• Pasaje citado:
——————
¿Qué le digo después de comulgar?

El amor a Cristo, que se ofrece por nosotros, nos impulsa a saber encontrar, acabada la Misa, unos minutos para una acción de gracias personal, íntima, que prolongue en el silencio del corazón esa otra acción de gracias que es la Eucaristía. ¿Cómo dirigirnos a El, cómo hablarle, cómo comportarse?

Rey, Médico, Maestro, Amigo

El Espíritu Santo no guía a las almas en masa, sino que, en cada una, infunde aquellos propósitos, inspiraciones y afectos que le ayudarán a percibir y a cumplir la voluntad del Padre. Pienso, sin embargo, que en muchas ocasiones el nervio de nuestro diálogo con Cristo, de la acción de gracias después de la Santa Misa, puede ser la consideración de que el Señor es, para nosotros, Rey, Médico, Maestro, Amigo.

Es Cristo que pasa, 92

Es Rey y ansía reinar en nuestros corazones de hijos de Dios. Pero no imaginemos los reinados humanos; Cristo no domina ni busca imponerse, porque no ha venido a ser servido sino a servir.

Su reino es la paz, la alegría, la justicia. Cristo, rey nuestro, no espera de nosotros vanos razonamientos, sino hechos, porque no todo aquel que dice ¡Señor!, ¡Señor! entrará en el reino de los cielos, sino el que hace la voluntad de mi Padre celestial, ése entrará.

Es Médico y cura nuestro egoísmo, si dejamos que su gracia penetre hasta el fondo del alma. Jesús nos ha advertido que la peor enfermedad es la hipocresía, el orgullo que lleva a disimular los propios pecados. Con el Médico es imprescindible una sinceridad absoluta, explicar enteramente la verdad y decir: Domine, si vis, potes me mundare, Señor, si quieres —y Tú quieres siempre—, puedes curarme. Tú conoces mi flaqueza; siento estos síntomas, padezco estas otras debilidades. Y le mostramos sencillamente las llagas; y el pus, si hay pus. Señor, Tú, que has curado a tantas almas, haz que, al tenerte en mi pecho o al contemplarte en el Sagrario, te reconozca como Médico divino.

Es Maestro de una ciencia que sólo Él posee: la del amor sin límites a Dios y, en Dios, a todos los hombres. En la escuela de Cristo se aprende que nuestra existencia no nos pertenece: El entregó su vida por todos los hombres y, si le seguimos, hemos de comprender que tampoco nosotros podemos apropiarnos de la nuestra de manera egoísta, sin compartir los dolores de los demás. Nuestra vida es de Dios y hemos de gastarla en su servicio, preocupándonos generosamente de las almas, demostrando, con la palabra y con el ejemplo, la hondura de las exigencias cristianas.

Jesús espera que alimentemos el deseo de adquirir esa ciencia, para repetirnos: el que tenga sed, venga a mi y beba. Y contestamos: enséñanos a olvidarnos de nosotros mismos, para pensar en Ti y en todas las almas. De este modo el Señor nos llevará adelante con su gracia, como cuando comenzábamos a escribir —¿recordáis aquellos palotes de la infancia, guiados por la mano del maestro?—, y así empezaremos a saborear la dicha de manifestar nuestra fe, que es ya otra dádiva de Dios, también con trazos inequívocos de conducta cristiana, donde todos puedan leer las maravillas divinas.

Es Amigo, el Amigo: vos autem dixi amicos, dice. Nos llama amigos y Él fue quien dio el primer paso; nos amó primero. Sin embargo, no impone su cariño: lo ofrece. Lo muestra con el signo más claro de la amistad: nadie tiene amor más grande que el que entrega su vida por su amigos. Era amigo de Lázaro y lloró por él, cuando lo vio muerto: y lo resucitó. Si nos ve fríos, desganados, quizá con la rigidez de una vida interior que se extingue, su llanto será para nosotros vida: Yo te lo mando, amigo mío, levántate y anda, sal fuera de esa vida estrecha, que no es vida.
——————
• Extracto de datos:
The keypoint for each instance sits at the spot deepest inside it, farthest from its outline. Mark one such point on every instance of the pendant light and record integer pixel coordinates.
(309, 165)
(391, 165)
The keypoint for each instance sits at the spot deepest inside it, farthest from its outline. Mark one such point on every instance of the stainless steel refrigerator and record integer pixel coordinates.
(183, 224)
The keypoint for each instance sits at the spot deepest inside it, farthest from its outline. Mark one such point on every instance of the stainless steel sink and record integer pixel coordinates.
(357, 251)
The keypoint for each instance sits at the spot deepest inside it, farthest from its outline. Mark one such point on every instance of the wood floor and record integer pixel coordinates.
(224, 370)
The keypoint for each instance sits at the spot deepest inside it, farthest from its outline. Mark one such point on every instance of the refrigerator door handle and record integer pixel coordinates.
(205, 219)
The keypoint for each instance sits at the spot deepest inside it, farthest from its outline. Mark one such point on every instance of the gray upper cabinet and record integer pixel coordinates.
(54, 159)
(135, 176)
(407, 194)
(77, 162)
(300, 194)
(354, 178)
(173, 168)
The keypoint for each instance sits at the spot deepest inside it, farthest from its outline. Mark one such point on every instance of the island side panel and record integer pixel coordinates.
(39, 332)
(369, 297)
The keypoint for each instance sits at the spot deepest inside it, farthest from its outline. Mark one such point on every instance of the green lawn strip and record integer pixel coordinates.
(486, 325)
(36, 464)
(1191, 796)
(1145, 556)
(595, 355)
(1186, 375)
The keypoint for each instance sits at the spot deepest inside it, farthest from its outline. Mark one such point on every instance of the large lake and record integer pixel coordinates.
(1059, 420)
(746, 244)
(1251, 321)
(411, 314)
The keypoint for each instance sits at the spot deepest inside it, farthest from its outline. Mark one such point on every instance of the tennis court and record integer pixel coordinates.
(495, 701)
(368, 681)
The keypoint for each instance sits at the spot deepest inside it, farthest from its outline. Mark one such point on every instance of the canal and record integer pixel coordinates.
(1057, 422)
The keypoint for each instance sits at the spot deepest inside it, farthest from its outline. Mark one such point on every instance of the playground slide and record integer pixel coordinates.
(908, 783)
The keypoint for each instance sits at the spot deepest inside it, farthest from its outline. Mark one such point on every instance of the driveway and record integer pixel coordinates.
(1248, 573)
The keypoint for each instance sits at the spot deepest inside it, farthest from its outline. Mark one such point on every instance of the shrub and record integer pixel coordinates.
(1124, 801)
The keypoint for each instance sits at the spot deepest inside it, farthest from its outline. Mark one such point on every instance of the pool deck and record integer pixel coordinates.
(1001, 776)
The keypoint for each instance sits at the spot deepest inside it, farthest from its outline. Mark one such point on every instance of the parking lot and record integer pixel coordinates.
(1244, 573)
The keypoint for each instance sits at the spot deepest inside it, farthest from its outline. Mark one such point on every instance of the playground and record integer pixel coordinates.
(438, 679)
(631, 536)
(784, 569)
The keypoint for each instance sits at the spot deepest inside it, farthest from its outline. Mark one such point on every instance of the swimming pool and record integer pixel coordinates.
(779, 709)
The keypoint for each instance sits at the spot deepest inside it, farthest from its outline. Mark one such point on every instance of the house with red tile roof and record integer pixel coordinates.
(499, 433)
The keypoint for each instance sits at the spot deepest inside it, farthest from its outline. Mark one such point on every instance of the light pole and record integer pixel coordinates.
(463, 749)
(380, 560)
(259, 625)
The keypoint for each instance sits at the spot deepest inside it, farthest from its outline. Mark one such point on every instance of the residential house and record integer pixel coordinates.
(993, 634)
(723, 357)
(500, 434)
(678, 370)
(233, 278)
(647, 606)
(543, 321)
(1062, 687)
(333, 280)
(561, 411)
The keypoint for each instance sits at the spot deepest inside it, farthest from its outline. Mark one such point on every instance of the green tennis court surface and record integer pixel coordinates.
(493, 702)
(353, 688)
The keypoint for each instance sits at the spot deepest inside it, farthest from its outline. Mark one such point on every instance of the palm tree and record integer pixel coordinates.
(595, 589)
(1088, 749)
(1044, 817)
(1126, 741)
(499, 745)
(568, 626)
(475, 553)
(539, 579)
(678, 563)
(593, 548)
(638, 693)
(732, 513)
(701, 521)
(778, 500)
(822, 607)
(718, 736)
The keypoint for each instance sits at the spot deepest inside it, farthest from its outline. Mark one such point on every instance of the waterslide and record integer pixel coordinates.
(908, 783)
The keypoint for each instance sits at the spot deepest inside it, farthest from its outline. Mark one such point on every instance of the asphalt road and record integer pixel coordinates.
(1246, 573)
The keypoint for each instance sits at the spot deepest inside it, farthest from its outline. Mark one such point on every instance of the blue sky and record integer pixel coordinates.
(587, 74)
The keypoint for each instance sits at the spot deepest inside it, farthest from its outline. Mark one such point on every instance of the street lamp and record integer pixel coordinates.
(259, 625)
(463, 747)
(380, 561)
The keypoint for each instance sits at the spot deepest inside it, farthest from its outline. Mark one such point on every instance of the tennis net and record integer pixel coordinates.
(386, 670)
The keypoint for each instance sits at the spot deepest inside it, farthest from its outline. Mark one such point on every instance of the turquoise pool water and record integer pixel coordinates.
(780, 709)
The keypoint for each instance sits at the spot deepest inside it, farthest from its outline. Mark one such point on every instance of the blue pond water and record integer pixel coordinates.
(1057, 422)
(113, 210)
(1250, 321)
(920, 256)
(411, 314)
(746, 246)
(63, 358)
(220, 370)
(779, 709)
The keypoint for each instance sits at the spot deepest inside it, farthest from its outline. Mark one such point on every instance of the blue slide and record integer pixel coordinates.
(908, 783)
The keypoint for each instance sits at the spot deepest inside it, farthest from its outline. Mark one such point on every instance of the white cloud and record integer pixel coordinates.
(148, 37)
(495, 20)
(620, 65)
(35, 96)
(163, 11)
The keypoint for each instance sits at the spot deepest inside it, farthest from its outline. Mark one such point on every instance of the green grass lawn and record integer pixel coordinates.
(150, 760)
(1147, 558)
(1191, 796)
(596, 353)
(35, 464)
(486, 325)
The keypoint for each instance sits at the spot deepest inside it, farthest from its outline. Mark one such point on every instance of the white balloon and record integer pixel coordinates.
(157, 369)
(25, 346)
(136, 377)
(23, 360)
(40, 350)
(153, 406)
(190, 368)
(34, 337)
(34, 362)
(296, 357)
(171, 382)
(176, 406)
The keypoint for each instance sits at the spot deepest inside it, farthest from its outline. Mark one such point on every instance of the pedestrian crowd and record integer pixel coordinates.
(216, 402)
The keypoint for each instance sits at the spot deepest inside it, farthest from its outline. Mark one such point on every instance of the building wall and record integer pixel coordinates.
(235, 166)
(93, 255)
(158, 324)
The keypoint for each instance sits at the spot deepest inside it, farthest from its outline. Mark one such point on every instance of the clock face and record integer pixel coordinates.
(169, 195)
——————
• Enunciado: Reproduce del pasaje sobre la acción de gracias después de comulgar el fragmento que empieza con "El Espíritu Santo" y continúa hasta "celestial, ése entrará.".

• Respuesta esperada:
El Espíritu Santo no guía a las almas en masa, sino que, en cada una, infunde aquellos propósitos, inspiraciones y afectos que le ayudarán a percibir y a cumplir la voluntad del Padre. Pienso, sin embargo, que en muchas ocasiones el nervio de nuestro diálogo con Cristo, de la acción de gracias después de la Santa Misa, puede ser la consideración de que el Señor es, para nosotros, Rey, Médico, Maestro, Amigo.

Es Cristo que pasa, 92

Es Rey y ansía reinar en nuestros corazones de hijos de Dios. Pero no imaginemos los reinados humanos; Cristo no domina ni busca imponerse, porque no ha venido a ser servido sino a servir.

Su reino es la paz, la alegría, la justicia. Cristo, rey nuestro, no espera de nosotros vanos razonamientos, sino hechos, porque no todo aquel que dice ¡Señor!, ¡Señor! entrará en el reino de los cielos, sino el que hace la voluntad de mi Padre celestial, ése entrará.